**** PROVIDED ENTRIES ****

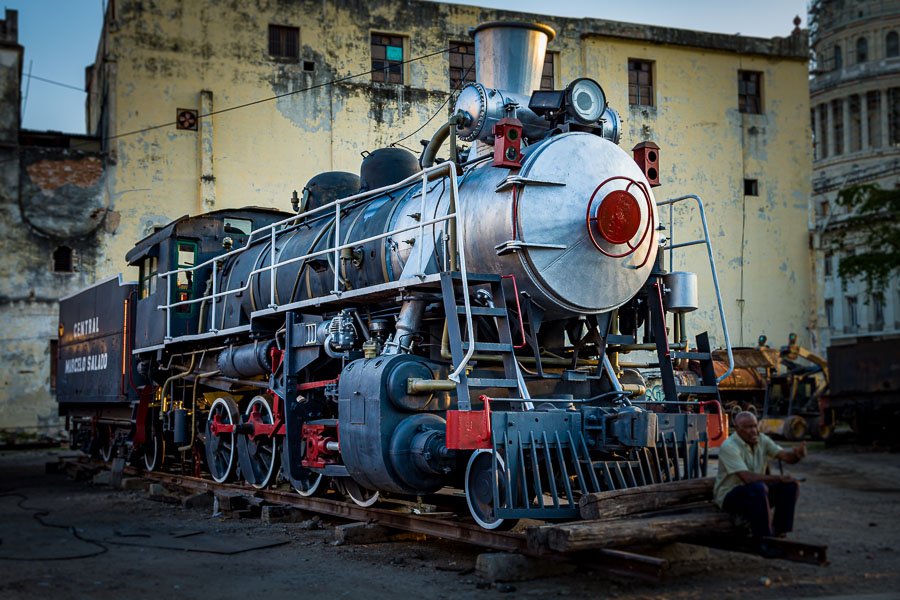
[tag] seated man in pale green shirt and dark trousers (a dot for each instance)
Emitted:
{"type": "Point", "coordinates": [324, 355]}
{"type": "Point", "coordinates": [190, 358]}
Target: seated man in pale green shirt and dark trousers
{"type": "Point", "coordinates": [742, 486]}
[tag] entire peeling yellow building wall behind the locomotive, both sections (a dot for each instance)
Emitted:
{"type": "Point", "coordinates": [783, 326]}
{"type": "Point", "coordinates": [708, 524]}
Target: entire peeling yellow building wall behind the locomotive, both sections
{"type": "Point", "coordinates": [166, 53]}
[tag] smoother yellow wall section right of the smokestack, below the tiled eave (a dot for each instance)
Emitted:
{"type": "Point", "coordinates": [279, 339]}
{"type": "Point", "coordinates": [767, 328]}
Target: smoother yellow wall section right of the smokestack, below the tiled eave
{"type": "Point", "coordinates": [708, 148]}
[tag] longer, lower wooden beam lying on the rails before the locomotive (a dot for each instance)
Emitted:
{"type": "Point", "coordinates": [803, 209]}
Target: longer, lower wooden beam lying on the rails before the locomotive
{"type": "Point", "coordinates": [587, 535]}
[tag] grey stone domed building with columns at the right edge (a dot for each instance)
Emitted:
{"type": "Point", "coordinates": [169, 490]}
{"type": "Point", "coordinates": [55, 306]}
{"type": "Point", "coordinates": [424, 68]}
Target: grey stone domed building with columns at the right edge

****

Only the lines from the one holding "[tag] grey stone" through the end of the listing should be given again, exactly and with both ends included.

→ **WRITTEN ANSWER**
[tag] grey stone domed building with columns at the right edge (a dot for each instance)
Emitted:
{"type": "Point", "coordinates": [169, 490]}
{"type": "Point", "coordinates": [55, 306]}
{"type": "Point", "coordinates": [424, 68]}
Target: grey stone domed building with columns at the right edge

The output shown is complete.